Pointing and labeling entries
——————————

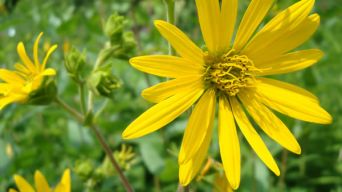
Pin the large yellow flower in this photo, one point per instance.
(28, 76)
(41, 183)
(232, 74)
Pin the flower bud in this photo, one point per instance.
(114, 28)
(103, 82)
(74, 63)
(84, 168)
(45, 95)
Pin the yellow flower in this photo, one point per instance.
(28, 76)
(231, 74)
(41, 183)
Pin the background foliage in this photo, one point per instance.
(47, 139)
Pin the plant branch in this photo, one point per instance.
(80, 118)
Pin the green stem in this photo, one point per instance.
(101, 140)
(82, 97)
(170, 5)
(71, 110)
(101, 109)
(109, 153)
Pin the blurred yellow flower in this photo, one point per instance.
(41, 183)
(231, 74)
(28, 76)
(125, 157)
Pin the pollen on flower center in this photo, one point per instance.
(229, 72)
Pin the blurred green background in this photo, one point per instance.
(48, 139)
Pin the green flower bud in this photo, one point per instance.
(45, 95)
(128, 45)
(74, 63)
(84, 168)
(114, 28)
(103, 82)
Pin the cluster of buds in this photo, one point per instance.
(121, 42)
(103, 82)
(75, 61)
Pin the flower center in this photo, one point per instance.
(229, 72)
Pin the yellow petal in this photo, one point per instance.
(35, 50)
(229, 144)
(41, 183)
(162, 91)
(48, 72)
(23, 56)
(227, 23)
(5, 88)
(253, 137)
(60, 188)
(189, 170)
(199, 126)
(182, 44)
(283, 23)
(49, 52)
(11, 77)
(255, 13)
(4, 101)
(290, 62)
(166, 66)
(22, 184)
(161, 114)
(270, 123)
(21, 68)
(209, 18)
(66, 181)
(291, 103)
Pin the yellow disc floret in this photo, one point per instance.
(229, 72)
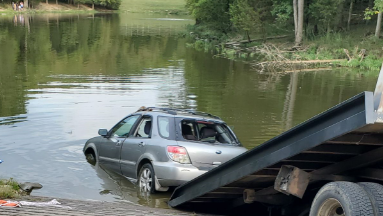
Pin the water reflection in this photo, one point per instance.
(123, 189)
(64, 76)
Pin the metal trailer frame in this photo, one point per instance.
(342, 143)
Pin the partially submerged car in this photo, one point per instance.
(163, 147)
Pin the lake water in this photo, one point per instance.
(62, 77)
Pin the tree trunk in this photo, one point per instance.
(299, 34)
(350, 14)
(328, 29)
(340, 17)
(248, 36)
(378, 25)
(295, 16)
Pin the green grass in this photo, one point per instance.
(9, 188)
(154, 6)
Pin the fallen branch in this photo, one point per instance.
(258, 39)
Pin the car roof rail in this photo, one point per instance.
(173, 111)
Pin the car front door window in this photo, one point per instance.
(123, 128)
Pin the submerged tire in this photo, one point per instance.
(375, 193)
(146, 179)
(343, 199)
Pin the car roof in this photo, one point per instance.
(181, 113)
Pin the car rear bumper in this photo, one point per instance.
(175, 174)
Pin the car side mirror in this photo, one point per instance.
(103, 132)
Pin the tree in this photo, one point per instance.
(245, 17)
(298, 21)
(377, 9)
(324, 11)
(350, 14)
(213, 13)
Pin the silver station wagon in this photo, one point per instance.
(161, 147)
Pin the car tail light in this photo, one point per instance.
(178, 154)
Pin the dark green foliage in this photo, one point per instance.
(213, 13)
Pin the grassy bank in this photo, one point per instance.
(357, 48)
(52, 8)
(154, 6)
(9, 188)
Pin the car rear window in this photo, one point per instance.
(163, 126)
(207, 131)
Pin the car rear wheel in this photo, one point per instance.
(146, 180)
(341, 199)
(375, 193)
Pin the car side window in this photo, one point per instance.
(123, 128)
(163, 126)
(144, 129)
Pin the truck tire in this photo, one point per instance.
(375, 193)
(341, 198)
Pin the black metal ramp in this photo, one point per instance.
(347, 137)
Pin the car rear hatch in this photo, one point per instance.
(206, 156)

——————————

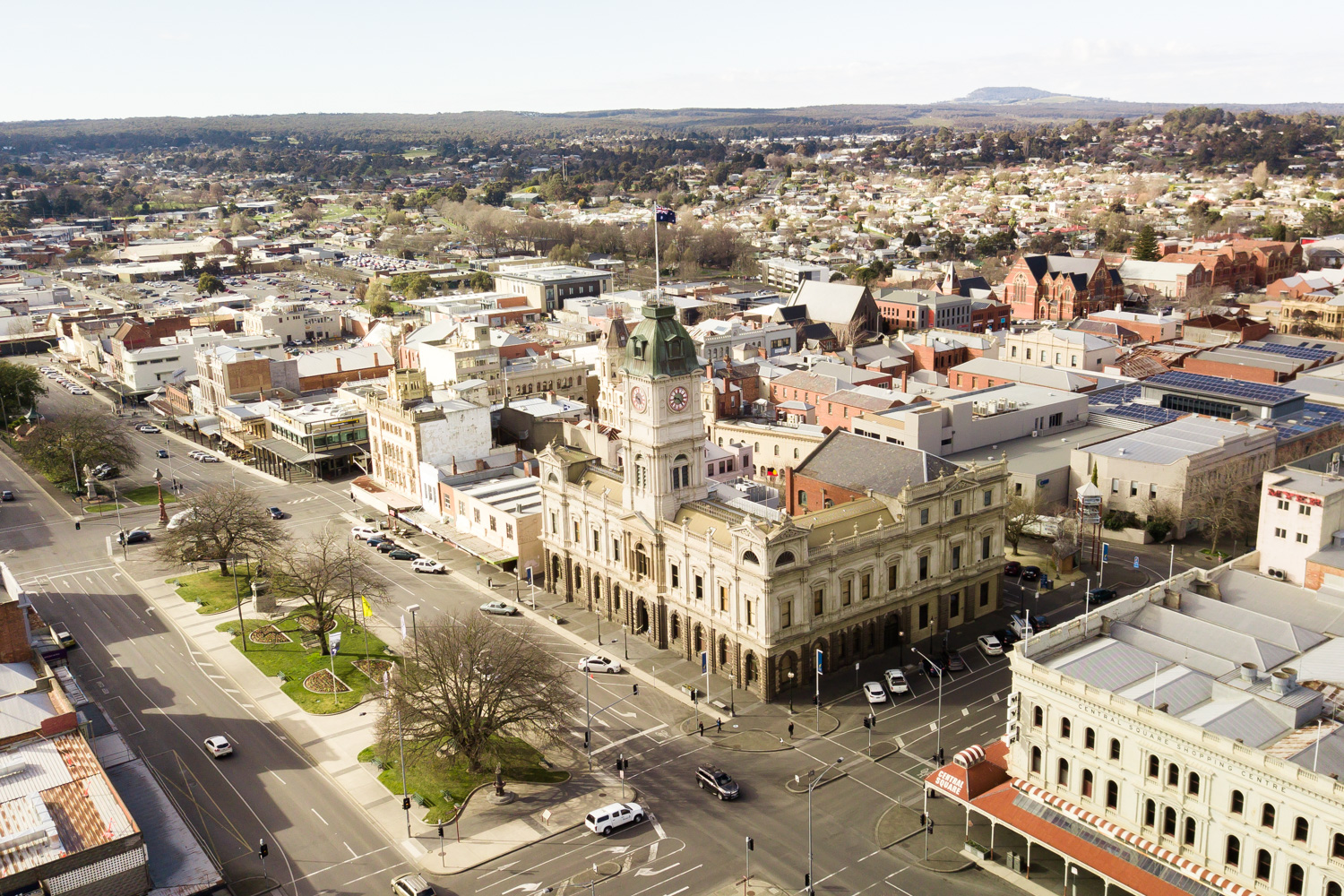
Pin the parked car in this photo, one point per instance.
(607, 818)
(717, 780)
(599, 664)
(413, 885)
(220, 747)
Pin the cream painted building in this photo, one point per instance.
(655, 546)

——————————

**YOUR INSTRUCTIONS:** Please count the lines in the rows above that contain the word "submerged", and reply with the number alone.

**FULL ANSWER:** 2